Items from a data source
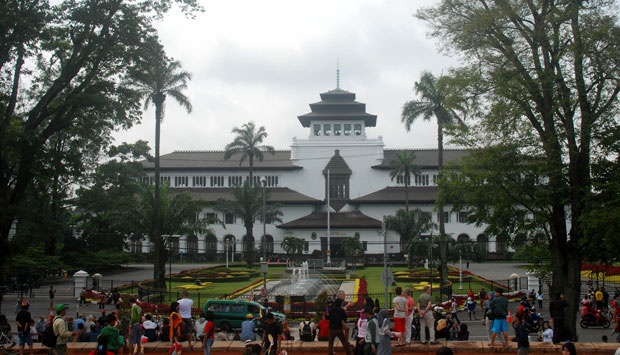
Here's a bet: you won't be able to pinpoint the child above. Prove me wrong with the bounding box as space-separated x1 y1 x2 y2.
168 335 183 355
540 322 553 343
457 323 469 341
512 313 530 355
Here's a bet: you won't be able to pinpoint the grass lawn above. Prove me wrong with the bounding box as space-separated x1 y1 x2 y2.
151 266 504 306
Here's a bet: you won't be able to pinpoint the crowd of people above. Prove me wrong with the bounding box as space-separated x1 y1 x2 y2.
0 286 620 355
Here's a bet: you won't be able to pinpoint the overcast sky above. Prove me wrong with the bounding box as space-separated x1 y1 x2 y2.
115 0 457 154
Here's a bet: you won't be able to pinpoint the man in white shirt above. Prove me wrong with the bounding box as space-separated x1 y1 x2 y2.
177 290 194 350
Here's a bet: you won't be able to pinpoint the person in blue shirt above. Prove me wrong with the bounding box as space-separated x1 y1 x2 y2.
240 313 256 341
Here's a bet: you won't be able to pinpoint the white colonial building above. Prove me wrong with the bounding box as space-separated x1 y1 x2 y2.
138 88 496 258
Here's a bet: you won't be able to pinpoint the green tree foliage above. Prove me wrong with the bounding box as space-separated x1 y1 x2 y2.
72 141 150 252
213 180 282 267
342 233 364 270
390 150 420 211
224 121 276 184
0 0 202 280
417 0 620 334
402 72 465 284
132 54 192 287
280 237 306 257
385 208 435 267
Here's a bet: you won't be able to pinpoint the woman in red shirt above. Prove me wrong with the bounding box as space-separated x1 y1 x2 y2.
202 310 215 355
170 301 185 341
317 313 329 341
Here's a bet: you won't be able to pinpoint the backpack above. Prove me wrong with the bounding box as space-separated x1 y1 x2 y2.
41 317 59 348
300 322 314 341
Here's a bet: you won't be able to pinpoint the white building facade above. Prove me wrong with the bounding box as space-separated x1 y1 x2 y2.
134 88 496 259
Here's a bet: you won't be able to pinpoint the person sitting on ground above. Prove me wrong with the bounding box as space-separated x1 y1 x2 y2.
88 337 114 355
540 322 553 343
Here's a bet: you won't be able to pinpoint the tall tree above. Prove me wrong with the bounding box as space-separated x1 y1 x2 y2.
390 150 420 211
385 208 435 267
342 233 364 270
401 72 465 284
224 121 276 185
213 181 282 267
0 0 202 280
417 0 620 334
133 55 192 287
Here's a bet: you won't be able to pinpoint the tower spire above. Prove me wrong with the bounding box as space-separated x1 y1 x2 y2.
336 58 340 89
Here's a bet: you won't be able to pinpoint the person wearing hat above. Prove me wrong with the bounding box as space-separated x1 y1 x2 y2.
15 300 34 355
99 313 125 354
241 313 256 341
129 297 144 355
52 303 77 355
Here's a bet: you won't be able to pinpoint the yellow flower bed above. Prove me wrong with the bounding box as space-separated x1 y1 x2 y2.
177 282 213 290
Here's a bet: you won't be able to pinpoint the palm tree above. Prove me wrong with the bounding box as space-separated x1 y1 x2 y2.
116 186 213 287
401 72 465 284
224 121 276 185
385 208 435 267
213 181 282 267
390 150 420 211
134 55 192 287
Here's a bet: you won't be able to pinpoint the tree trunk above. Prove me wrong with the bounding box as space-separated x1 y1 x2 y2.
152 99 166 288
437 124 448 285
243 221 254 267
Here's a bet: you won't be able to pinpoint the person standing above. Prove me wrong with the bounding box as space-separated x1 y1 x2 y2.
99 313 125 354
393 286 407 346
316 313 329 341
262 314 282 355
52 303 77 355
364 307 381 355
48 286 56 311
418 285 437 344
170 301 185 341
129 297 144 355
15 300 33 355
326 298 351 355
240 313 256 341
489 287 508 347
403 287 415 344
377 309 394 355
513 313 530 355
536 288 543 311
549 292 572 344
450 297 461 323
202 310 215 355
177 290 194 350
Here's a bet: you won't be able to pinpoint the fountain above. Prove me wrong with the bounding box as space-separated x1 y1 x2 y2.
268 261 340 301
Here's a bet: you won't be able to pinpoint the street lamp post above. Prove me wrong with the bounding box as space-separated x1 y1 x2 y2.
224 239 228 269
260 176 267 261
459 249 463 290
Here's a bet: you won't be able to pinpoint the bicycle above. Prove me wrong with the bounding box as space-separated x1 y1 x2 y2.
0 332 19 355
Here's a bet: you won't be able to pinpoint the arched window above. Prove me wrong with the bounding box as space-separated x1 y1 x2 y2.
476 234 489 259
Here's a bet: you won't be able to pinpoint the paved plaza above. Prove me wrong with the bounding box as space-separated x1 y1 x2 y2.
0 263 614 342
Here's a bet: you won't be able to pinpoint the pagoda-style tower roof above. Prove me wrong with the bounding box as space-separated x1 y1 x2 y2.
297 88 377 127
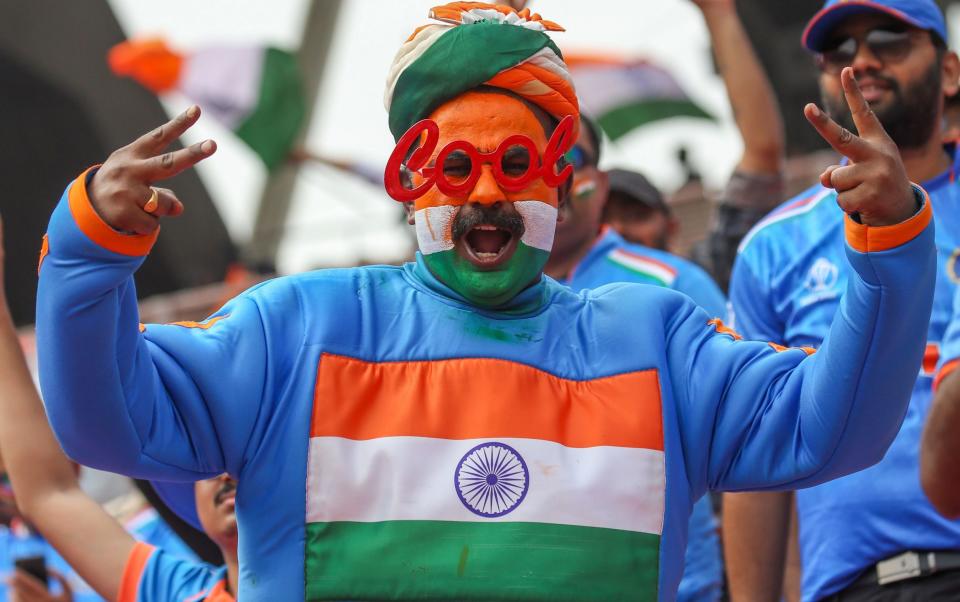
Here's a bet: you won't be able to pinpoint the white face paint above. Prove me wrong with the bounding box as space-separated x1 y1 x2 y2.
413 201 557 255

- What is required -
Copy the lines of the listing above word for word, everything from the line containing "Here's a bet: you won't be able to pinpoint the tower" down to the line containing "177 282 213 290", with both of those lines included.

- Answer to this problem -
Here's a bet: you won't be able to pinpoint the tower spire above. Prove me wrong with the bounding box as space-separated x1 y1 x2 y2.
336 58 340 89
Here's a bet: you won't be able to pinpoint the person wearing hat above. Prove me wrong with the bounding box as space-separated x1 y1 x2 y2.
15 300 34 355
99 313 125 354
241 313 256 341
129 297 144 355
52 303 77 355
Here's a bet: you won't be able to pinpoint the yellow flower bed above. Prove me wrong with the bounding box as space-separated x1 y1 x2 y2.
177 282 213 290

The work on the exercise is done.